#### Stated task:
Return the listing below word for word, every line of it, but leave the pictures out.

▬▬▬

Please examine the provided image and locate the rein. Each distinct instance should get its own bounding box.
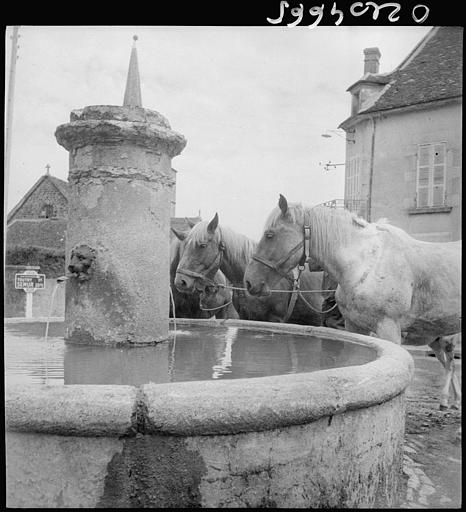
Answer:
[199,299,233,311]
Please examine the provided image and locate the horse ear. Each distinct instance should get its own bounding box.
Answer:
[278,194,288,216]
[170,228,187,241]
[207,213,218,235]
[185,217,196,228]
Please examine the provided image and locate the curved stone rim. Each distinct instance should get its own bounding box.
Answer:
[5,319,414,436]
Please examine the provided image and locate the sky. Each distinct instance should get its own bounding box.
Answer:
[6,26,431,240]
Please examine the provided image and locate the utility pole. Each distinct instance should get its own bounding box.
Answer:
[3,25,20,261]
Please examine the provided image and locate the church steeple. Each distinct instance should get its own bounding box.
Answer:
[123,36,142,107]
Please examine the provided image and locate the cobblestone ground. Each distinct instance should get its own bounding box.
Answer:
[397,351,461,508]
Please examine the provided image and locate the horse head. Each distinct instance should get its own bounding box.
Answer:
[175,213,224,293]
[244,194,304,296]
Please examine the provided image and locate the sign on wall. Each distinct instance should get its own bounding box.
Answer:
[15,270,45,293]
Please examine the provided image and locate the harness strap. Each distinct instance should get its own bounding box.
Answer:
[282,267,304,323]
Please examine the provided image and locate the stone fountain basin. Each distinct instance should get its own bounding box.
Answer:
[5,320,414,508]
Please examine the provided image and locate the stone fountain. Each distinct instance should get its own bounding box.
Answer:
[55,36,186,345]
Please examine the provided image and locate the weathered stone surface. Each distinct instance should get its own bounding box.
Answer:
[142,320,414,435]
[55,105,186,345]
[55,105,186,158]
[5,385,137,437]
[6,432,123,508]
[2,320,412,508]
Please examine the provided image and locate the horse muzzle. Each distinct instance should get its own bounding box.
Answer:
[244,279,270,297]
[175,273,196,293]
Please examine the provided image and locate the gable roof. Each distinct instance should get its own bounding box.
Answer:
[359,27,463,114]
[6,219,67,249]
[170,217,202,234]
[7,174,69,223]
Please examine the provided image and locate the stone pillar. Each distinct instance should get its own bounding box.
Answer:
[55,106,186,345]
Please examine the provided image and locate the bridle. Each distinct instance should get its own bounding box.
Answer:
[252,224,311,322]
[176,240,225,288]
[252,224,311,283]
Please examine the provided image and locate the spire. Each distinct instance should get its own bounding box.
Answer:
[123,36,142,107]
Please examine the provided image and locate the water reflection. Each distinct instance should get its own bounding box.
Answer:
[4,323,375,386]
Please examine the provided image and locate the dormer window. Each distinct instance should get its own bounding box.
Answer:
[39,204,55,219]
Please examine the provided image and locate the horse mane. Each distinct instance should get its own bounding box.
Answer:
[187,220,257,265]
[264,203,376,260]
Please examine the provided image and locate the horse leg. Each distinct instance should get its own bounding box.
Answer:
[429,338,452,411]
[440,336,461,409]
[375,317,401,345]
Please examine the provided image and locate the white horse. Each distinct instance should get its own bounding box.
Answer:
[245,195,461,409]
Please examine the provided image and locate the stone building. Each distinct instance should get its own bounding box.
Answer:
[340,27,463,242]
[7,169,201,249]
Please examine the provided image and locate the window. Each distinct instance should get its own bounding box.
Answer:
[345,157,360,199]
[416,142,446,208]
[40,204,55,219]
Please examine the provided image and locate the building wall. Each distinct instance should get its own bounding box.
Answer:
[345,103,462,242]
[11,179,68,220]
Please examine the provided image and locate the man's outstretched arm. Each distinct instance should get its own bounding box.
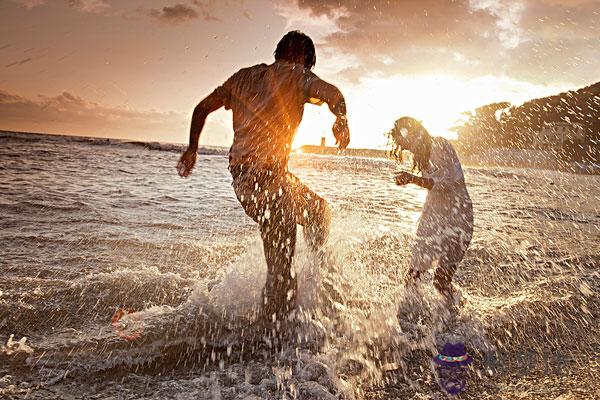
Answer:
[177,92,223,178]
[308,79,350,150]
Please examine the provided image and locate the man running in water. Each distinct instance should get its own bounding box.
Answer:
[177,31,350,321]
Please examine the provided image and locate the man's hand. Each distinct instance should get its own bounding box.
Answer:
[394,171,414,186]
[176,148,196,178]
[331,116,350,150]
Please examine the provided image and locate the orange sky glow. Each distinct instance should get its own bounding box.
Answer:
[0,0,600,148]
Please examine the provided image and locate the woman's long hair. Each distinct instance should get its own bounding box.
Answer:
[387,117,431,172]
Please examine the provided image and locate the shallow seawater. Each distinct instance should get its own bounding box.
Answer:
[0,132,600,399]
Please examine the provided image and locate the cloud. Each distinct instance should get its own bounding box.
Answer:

▬▬▬

#### Result:
Please examine the provided image and locate the rein. Each distinct instance should get its own bounding box.
Answer:
[199,299,233,311]
Please examine the provided image and locate the horse ear. Each distinct instance should get its own bounding box.
Answer:
[278,194,288,216]
[170,228,187,241]
[207,213,218,235]
[185,217,196,228]
Please examine the provided image and locate the curved stone rim. Each distinct instance should get its own bounding box.
Answer:
[5,319,414,436]
Please examine the provided image and locate the sky. Each distinct instance should get its own bounding box.
Answer:
[6,26,431,240]
Please examine the provided image and locate the utility pole. Each distinct instance should get its own bounding box.
Answer:
[3,25,20,261]
Please examine the provided image and locate the church steeple. Each distinct instance should get its own bounding box.
Answer:
[123,36,142,107]
Please examine the provided image and locate the cobblestone ground. Each distinct instance should get its own bounding box.
Answer:
[397,351,461,508]
Please examine the provided image and locate the horse head. Each distinct instance should get its own bounding box.
Answer:
[175,213,224,293]
[244,194,304,296]
Please examine the provided image and locate the sign on wall. Each distinct instance should get its own bounding box.
Answer:
[15,270,45,293]
Please examine the provided image and locate the harness strap. Each distinct instance should get its own bounding box.
Answer:
[282,267,304,323]
Please examine the provided image and locate the stone fountain basin. Each distinct instance should get its own bounding box.
Answer:
[5,320,414,508]
Please examine the provided image and locate the stone fountain. Each distinct instance should get its own bounding box.
Answer:
[55,36,186,345]
Please examine the provided image and locate the weathered stone surface. Each distinct instance should get its own bounding box.
Answer:
[142,320,414,435]
[55,105,186,345]
[55,105,186,158]
[5,385,137,437]
[6,432,123,508]
[2,320,412,508]
Please examine the provided image and locate the horse muzzle. Each distinct instance should get its own bounding box.
Answer:
[244,279,270,297]
[175,273,196,293]
Please examine the provided image and locate the gable roof. Each distinct instance should get its own bounding box.
Answer:
[359,27,463,114]
[6,219,67,249]
[170,217,202,234]
[7,174,69,223]
Please examine the provided image and locate the stone pillar. Each distinct instance should get its own bounding box.
Answer:
[55,106,186,345]
Please examine the provided image and locate the bridle. Each distinct instance should get its own bounding box.
Answer:
[252,224,311,322]
[176,240,225,288]
[252,224,311,283]
Please examine the provided image and locate the spire. Each distinct instance should get its own bounding box.
Answer:
[123,36,142,107]
Please examine the provided image and locate the water reflection. Each distinct instance should get its own bounding box.
Answer:
[4,323,375,386]
Please examine the provided image and locate the dormer window. Each distinct instance should get its own bounding box.
Answer:
[39,204,55,219]
Please examine the provided image and locate the horse mane. Each distinct instance should get its own bounding box.
Answer:
[187,220,257,265]
[264,203,376,260]
Please examine the provided image and locate the horse leg. Each distinct instance should get its own bounding box.
Answer:
[429,338,452,411]
[440,336,461,409]
[375,317,401,345]
Please examine the provided image and locate the white horse. Each distinct instance should get its own bounding box.
Answer:
[245,195,461,409]
Please examine the provided image and locate the stone building. Each distinct instance should get its own bounding box.
Answer:
[340,27,463,242]
[7,169,201,249]
Please examine the provided image and locate the window. Each distinct instance should get its own bounding box.
Answer:
[345,157,360,199]
[416,142,446,208]
[40,204,55,219]
Please examine the provided image and locate the building wall. Each distinct instance should get its own bounding box.
Answer:
[345,103,462,242]
[11,179,68,220]
Please examine the provided image and locate the man's outstretched arm. Each distinct instance should get its own bounding box.
Answer:
[177,92,223,178]
[308,79,350,150]
Please examine the provided image and locate the man running in water. Each distinct instance should get its own bounding box.
Answer:
[177,31,350,321]
Please examine the provided image and locate the man's hand. Each distinct instance should get its own bounding box.
Answer:
[394,171,414,186]
[176,148,196,178]
[331,116,350,150]
Please examine the provided image and locate the orange sky glow. Each distinct instance should get its own bounding box.
Answer:
[0,0,600,148]
Please examine the provided image and locate the woman's long hair. Each distinct instance should get its own bounding box.
Answer:
[387,117,431,172]
Please examine the provided image and locate the shallow seawater. Each distinct instance should get its own bounding box.
Answer:
[0,132,600,399]
Please examine the provided image and locate the cloud. Each distinct instance should get its own bounding box.
Answer:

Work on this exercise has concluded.